» **SOURCE RECORDS**
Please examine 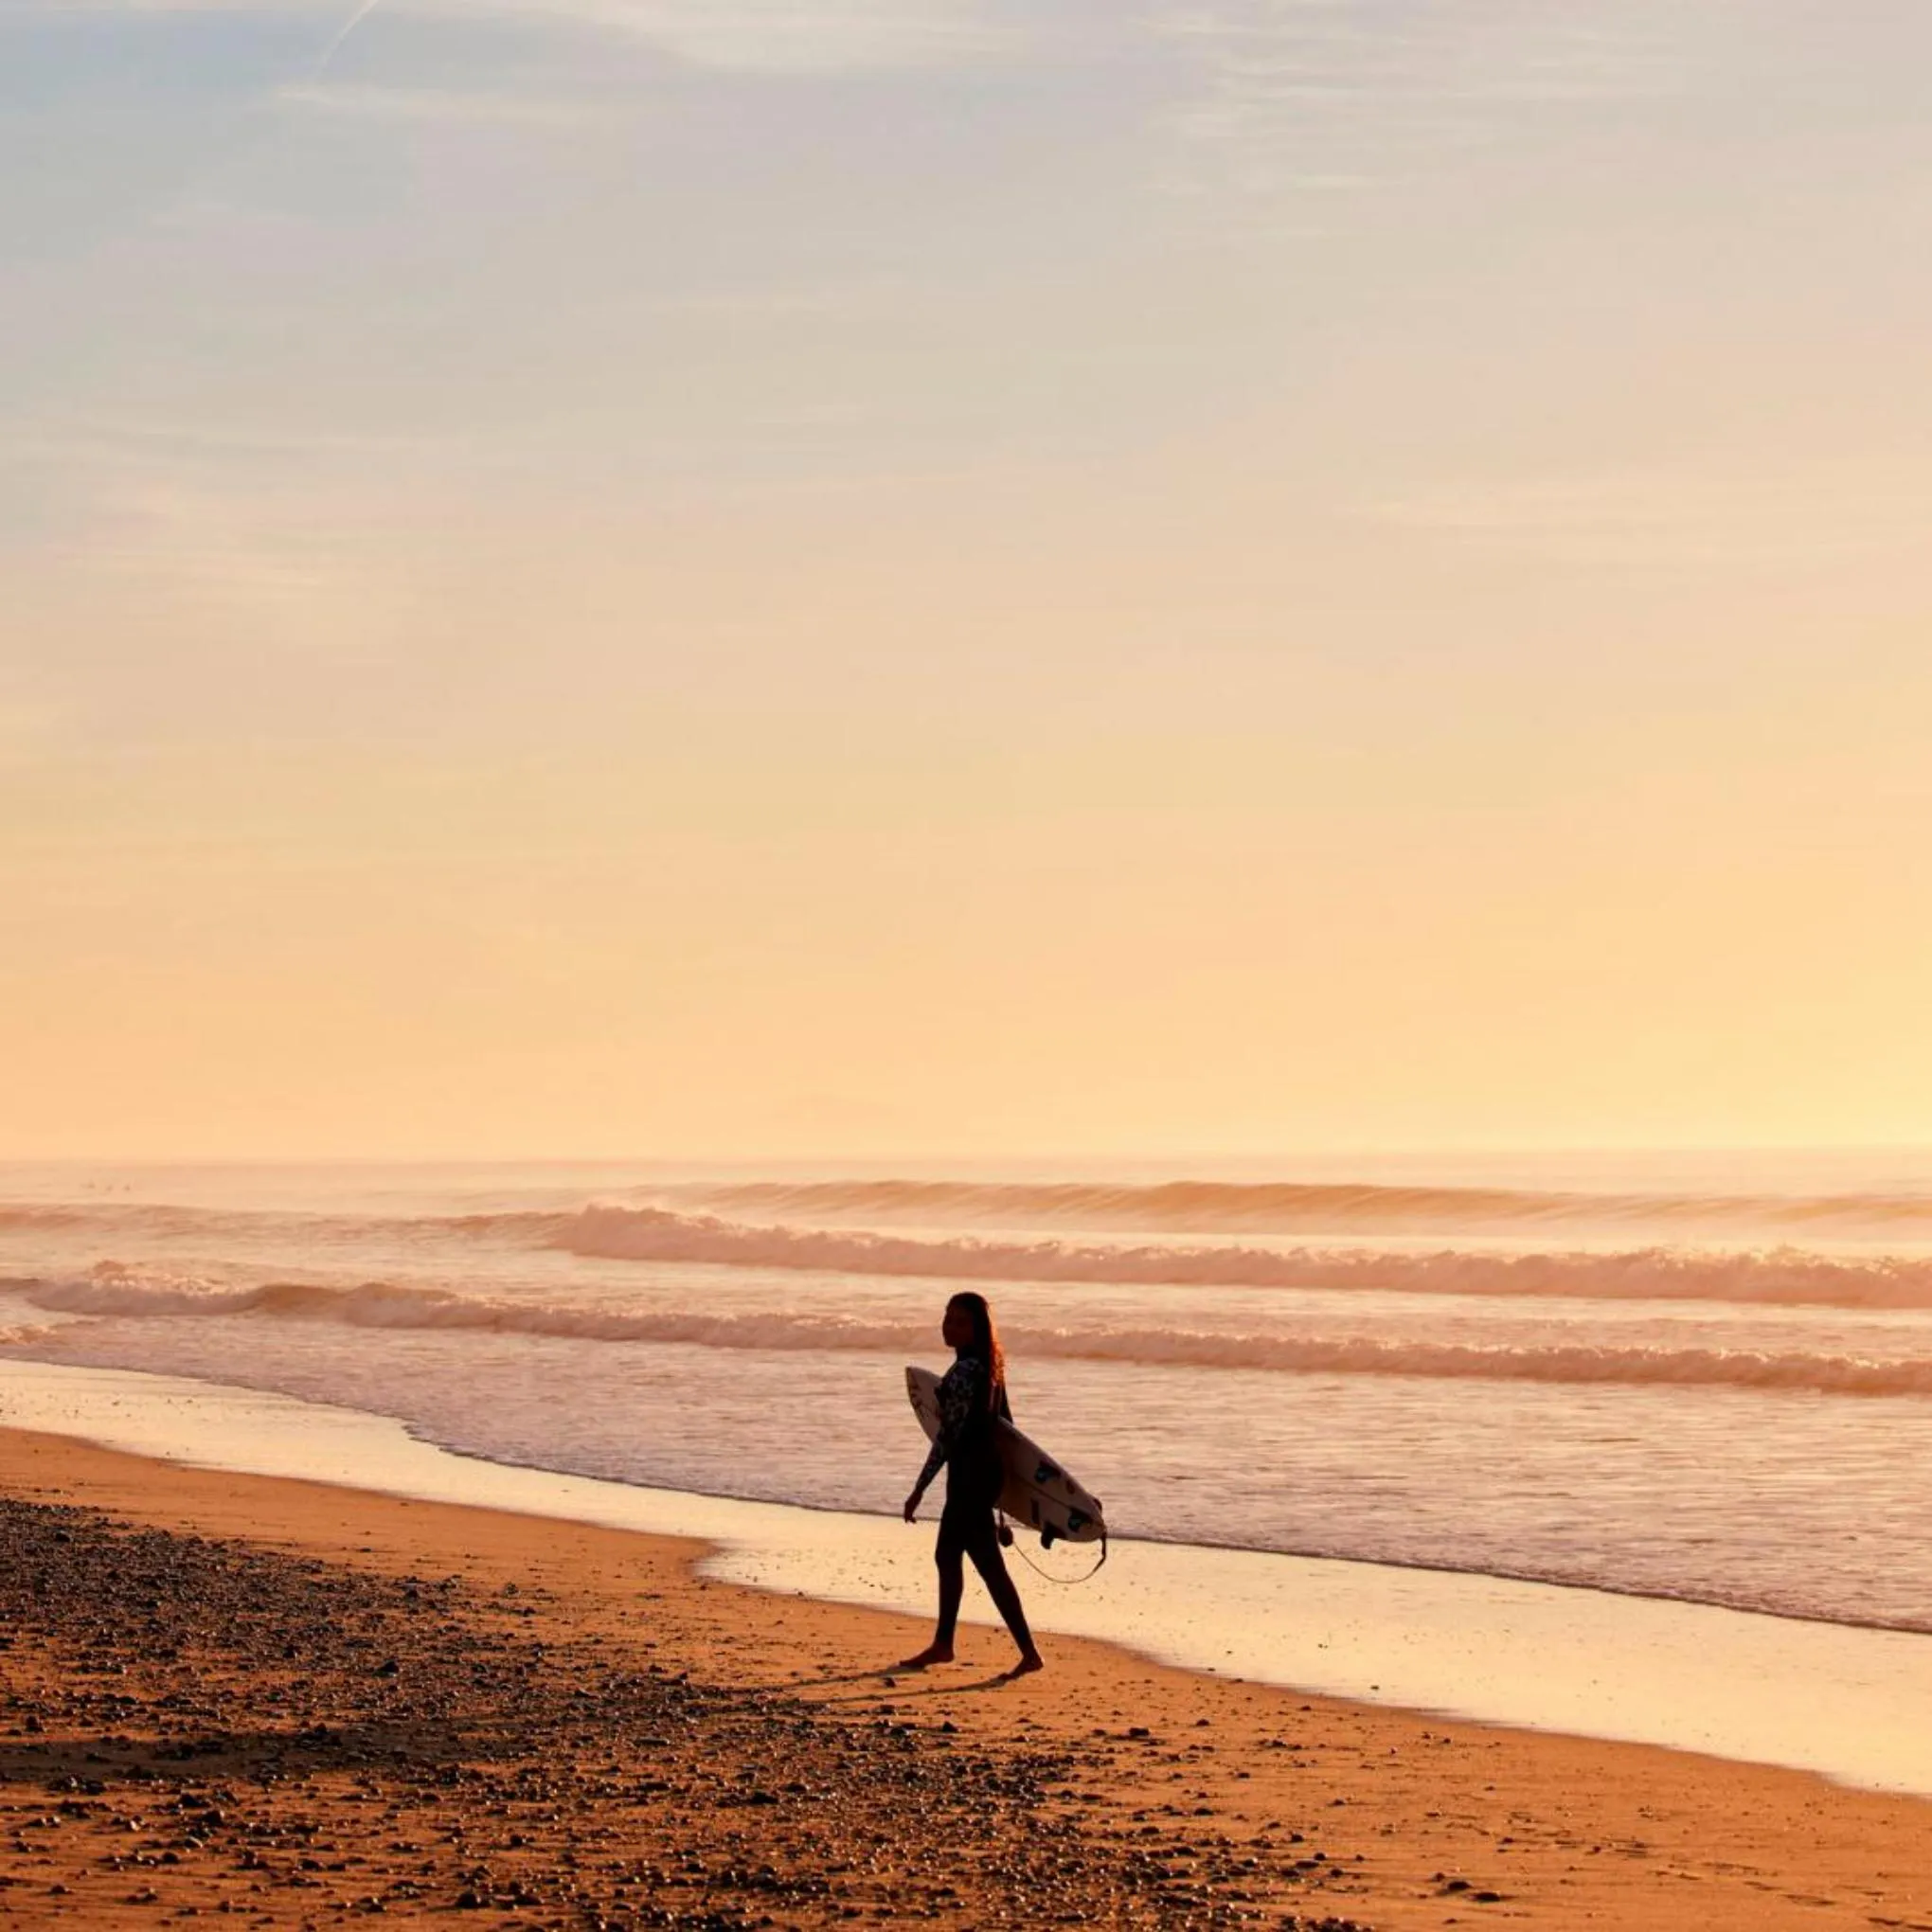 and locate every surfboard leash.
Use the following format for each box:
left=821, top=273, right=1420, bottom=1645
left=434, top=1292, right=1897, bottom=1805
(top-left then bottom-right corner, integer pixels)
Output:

» **DIRECTIONS FOR THIS TASK**
Using the records above, copy each line that contains "left".

» **RESULT OF THE TASK**
left=821, top=273, right=1420, bottom=1645
left=434, top=1292, right=1897, bottom=1805
(top-left then bottom-right corner, integer pixels)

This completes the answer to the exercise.